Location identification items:
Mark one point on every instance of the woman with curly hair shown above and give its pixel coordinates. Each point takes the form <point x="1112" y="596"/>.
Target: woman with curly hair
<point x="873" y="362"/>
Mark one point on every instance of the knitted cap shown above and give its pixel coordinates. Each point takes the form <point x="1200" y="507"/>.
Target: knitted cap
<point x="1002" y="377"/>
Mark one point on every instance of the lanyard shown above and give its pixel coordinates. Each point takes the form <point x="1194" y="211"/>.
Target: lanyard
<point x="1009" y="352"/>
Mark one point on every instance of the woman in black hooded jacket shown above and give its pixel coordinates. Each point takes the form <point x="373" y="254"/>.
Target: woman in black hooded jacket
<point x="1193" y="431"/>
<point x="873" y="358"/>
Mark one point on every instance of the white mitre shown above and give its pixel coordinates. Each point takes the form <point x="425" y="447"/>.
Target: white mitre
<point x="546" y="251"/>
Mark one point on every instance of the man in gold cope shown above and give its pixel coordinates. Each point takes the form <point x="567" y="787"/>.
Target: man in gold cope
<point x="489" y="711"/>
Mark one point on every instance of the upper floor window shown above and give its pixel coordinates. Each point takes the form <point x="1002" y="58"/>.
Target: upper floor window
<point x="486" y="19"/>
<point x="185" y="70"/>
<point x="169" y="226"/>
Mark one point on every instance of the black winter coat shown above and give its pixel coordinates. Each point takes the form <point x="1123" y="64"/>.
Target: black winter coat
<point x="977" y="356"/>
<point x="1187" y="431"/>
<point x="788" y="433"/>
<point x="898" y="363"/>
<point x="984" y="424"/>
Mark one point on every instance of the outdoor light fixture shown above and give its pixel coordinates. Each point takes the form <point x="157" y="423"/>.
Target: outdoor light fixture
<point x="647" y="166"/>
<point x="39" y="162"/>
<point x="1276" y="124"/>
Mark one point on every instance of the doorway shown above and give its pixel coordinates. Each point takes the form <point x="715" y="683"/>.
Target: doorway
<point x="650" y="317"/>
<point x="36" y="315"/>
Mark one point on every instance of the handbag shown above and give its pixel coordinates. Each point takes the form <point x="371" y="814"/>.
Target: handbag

▶ [Aim]:
Give the material above again, word for word.

▶ [Solution]:
Mark one point on every instance of the woman with curly hair shown above and give its pixel coordinates. Each point takes the form <point x="1112" y="596"/>.
Target: woman with curly hair
<point x="873" y="362"/>
Mark one point on every instance of the knitted cap shown above and give its pixel coordinates. Each point takes the form <point x="1200" y="507"/>.
Target: knitted cap
<point x="1002" y="377"/>
Mark one point on every instance of the lanyard shown above and give its pixel coordinates. Each point takes the form <point x="1194" y="211"/>.
Target: lanyard
<point x="1009" y="352"/>
Mark one point on every instance of the woman in black hooded jacket shown above and give its pixel coordinates. Each point takes the form <point x="373" y="254"/>.
Target: woman in black hooded jacket
<point x="1193" y="431"/>
<point x="873" y="358"/>
Mark one point on every instance of the white mitre shown above and give its pixel coordinates. Each point takes the form <point x="425" y="447"/>.
Target: white mitre
<point x="546" y="251"/>
Mark one point on every instance of the man in gold cope shown above and give its pixel coordinates. Each point takes the form <point x="567" y="787"/>.
Target: man in gold cope
<point x="489" y="711"/>
Mark one point on every instance of the upper floor window shown above and give its pixel coordinates. Each point takes the form <point x="1002" y="58"/>.
Target: upper floor window
<point x="486" y="19"/>
<point x="185" y="70"/>
<point x="169" y="226"/>
Mark one point on every instance of the black winter coat shown above and give its pixel coordinates. Each point takes the form <point x="1123" y="64"/>.
Target: black winter coat
<point x="977" y="356"/>
<point x="1187" y="431"/>
<point x="788" y="433"/>
<point x="898" y="363"/>
<point x="984" y="424"/>
Mark one point on every instance of the outdoor light fixture shown above and give its pixel coordinates. Each point takes the form <point x="157" y="423"/>.
Target: outdoor light fixture
<point x="647" y="166"/>
<point x="39" y="162"/>
<point x="1276" y="124"/>
Mark one point on every instance of the doorway shown above and give its pixel coordinates. Each point takes the form <point x="715" y="683"/>.
Target: doorway
<point x="650" y="317"/>
<point x="36" y="315"/>
Mark one point on every instance of the handbag shown above and give its pixel coordinates. Each point takes the form <point x="371" y="814"/>.
Target: handbag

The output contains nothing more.